* [Work instruction] Could you write out each entry exactly as it reads?

* [Dataset]
((

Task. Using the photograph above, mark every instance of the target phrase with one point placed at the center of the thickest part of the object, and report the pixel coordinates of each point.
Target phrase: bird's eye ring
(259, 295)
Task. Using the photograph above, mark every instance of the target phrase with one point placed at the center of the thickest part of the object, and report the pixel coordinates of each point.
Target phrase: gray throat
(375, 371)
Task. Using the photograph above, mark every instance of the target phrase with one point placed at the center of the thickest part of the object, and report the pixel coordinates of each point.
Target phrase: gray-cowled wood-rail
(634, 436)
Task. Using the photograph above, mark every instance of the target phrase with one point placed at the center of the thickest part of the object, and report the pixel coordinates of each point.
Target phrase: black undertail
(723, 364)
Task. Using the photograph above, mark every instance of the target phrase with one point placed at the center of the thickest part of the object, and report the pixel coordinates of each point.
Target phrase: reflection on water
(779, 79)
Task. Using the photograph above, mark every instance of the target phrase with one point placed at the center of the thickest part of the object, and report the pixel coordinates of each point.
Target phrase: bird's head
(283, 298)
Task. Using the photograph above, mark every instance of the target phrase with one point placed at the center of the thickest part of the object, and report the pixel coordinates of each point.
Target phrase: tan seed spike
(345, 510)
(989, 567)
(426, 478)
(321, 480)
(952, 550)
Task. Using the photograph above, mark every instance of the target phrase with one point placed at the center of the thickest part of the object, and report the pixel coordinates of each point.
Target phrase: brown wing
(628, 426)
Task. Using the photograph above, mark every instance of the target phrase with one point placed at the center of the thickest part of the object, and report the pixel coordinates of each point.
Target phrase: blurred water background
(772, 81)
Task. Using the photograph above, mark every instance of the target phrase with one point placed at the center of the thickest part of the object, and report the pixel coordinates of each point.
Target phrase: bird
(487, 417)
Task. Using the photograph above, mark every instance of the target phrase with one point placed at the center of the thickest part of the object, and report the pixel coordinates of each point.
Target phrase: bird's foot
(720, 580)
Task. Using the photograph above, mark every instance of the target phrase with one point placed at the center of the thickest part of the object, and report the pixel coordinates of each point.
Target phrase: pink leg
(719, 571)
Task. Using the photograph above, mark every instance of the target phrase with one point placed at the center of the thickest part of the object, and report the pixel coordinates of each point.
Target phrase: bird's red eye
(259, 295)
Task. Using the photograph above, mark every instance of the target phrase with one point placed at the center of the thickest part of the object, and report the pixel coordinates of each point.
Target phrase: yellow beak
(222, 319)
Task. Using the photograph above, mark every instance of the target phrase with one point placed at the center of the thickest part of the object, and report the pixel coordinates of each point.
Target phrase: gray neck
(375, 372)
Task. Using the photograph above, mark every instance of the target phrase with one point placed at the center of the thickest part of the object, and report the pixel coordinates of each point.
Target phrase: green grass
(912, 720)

))

* [Expected answer]
Task. Using the photograph above, mark every instance of the target phrase with one point placed at the center of the thickest part of the object, and report the pixel coordinates of each point.
Target phrase: bird's eye ring
(259, 295)
Task. Using the photograph above, mark every instance of the target phrase with one point placed at the center of the thickest part of the object, and report the pixel coordinates of each point.
Target phrase: gray throat
(375, 371)
Task. Using the photograph above, mark every instance of the target phrase with one point placed at the center of the thickest part of the object, and report the pixel coordinates of each point.
Target phrase: gray-cowled wood-rail
(634, 436)
Task. Using the photograph above, mark every instance of the target phrase with one point placed at the center of the thickest part of the object, and report the pixel coordinates of each point.
Target phrase: black undertail
(723, 364)
Task. Using the photograph above, mark every instance of the target phrase with one point placed at the center of the thickest part of the object, and report the pixel coordinates of each point.
Target phrase: reflection on water
(779, 79)
Task. Using the photograph above, mark every instance of the target phrase with one point placed at the center of the thickest part of the object, and report the pixel coordinates of each point.
Target phrase: bird's head
(283, 298)
Task. Using the photograph above, mark every instance of the target phrase with one point placed at the center of the thickest part of the object, and report the pixel coordinates of each point.
Target phrase: tan seed spike
(345, 510)
(989, 567)
(426, 478)
(321, 480)
(952, 550)
Task. Using the photograph above, mark every instance of the target phrase with one point placed at the center of the thickest part of the object, and report the pixel coordinates of each point.
Target phrase: brown wing
(628, 426)
Task. Using the photograph above, mark every instance of the target phrase with one point placed at the center of the thickest part of the object, and report the pixel coordinates of each point.
Target phrase: blurred water background
(772, 81)
Task. Using the photograph above, mark every instance of the target phrase with one point placed at the center of the thickest part of the object, and report the pixel coordinates of each point.
Target phrase: bird
(487, 417)
Task. Using the photograph above, mark every instance of the target phrase with one point placed at the center of the thickest part of the object, and report the pixel coordinates of each point.
Target phrase: bird's foot
(720, 580)
Task. Using the photograph above, mark every instance of the target phrase with one point placed at the center of the thickest part of the object, and report the pixel coordinates of each point.
Target phrase: pink leg
(719, 571)
Task. Using the photograph above, mark every instance of the target phrase with one point placed at the center of the thickest part of the object, and report the pixel coordinates of each point.
Target phrase: bird's red eye
(259, 295)
Task. Using the photograph above, mark every instance of the target phrase with one point placed at the center of the thickest part of the object, and report the pixel coordinates of each point.
Target phrase: yellow beak
(222, 319)
Task. Using the photograph above, mark every instance of the target phrase with one point placed at the center of the thickest part of the object, and report the pixel coordinates of each point.
Target phrase: gray neck
(375, 372)
Task. Using the photograph above, mark every instance of the target phrase with one point placed at the center of the thickest part of the object, and report the pixel coordinates of each point.
Target phrase: green grass
(912, 720)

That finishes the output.